Exercise task 1 -
Answer these questions from the kayak thread, giving one answer per line and marking each answer (a), (b), or (c):
(a) In what month did the seller get the kayak new?
(b) What fins come with the kayak?
(c) What does Redalert08 offer in trade?
Exercise task 2 -
List every username that heads a post in the kayak thread, counting each one only once.

=== Text shown ===

# 2011 Hobie Pro Angler FS...$2200



## joe bag o donuts (Oct 23, 2007)

*2011 Hobie Pro Angler FS...$2100*

*Price Drop!!!

I never wanted to do it, but this college student has tuition to pay. I got this kayak new in March of this year. It is the new model with the upgraded rudder system. Comes with the Turbo fins and is *still under warranty* for both the Mirage drive and the hull! 

This boat is perfect for the colder weather(keeps you dry!) and can handle any water with ease. I fell in love with this boat and hate to lose it. Any Hobie owner can testify to the Mirage Drive virtues and Hobie's customer service.

I am asking $2,100 or make me an offer!

Pictures have been taken and posted 4 posts down...

Thanks
-Josh

Edit: found a few pictures on my computer, will post some more tomorrow...










PA hauling over 300 lbs of American family...









I'm 6'2", 200lbs...









Catches fish!


----------



## oxbeast1210 (Jun 21, 2010)

Where u located I would like too look at it
Thanks
Oscar


----------



## MillerTime (Jul 6, 2011)

Can't wait to see pictures


----------



## Bonsaifishrman (Mar 17, 2009)

Sorry to hear that you have to sell it.


----------



## joe bag o donuts (Oct 23, 2007)

*Pictures!!!*


----------



## Redalert08 (May 30, 2011)

Any scratches, dents,extra?

Chase


----------



## Redalert08 (May 30, 2011)

Or you wanna fully rigged outback and some cash?

Chase


----------



## joe bag o donuts (Oct 23, 2007)

Some normal scratches on the bottom, but nothing major. No dents. Might be selling livewell for 50, so 2150 without the livewell...


----------



## Dragonfire21281 (Apr 7, 2011)

pm sent...


----------



## oxbeast1210 (Jun 21, 2010)

I looked at this kayak looks pretty nice and taken care of going to try to convince the wife to let me get it but for now its still available ..


----------



## Dragonfire21281 (Apr 7, 2011)

=== Data records ===

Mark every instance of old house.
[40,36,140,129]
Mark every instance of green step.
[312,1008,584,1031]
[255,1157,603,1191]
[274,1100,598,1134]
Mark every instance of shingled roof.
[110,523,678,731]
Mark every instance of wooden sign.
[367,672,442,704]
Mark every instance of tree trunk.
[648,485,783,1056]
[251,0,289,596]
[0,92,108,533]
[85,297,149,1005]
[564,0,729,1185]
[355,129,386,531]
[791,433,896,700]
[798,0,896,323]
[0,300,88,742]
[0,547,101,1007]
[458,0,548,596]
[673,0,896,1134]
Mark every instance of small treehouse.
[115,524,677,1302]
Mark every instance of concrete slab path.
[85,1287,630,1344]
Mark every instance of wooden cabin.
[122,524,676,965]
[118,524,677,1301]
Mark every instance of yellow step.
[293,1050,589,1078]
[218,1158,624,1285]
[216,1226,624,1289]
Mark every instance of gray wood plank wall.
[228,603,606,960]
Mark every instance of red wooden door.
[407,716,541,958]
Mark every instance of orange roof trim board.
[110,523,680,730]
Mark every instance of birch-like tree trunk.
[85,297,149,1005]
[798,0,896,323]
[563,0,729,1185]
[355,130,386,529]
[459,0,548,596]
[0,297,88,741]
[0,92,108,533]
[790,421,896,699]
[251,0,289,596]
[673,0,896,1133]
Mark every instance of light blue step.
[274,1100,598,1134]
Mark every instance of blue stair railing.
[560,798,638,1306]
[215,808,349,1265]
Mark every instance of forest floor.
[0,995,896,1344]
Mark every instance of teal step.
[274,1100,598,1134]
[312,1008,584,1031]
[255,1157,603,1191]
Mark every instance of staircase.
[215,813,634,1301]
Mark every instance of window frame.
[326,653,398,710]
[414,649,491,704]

===

Final answer 1 -
(a) March
(b) Turbo fins
(c) A fully rigged outback and some cash

Final answer 2 -
joe bag o donuts
oxbeast1210
MillerTime
Bonsaifishrman
Redalert08
Dragonfire21281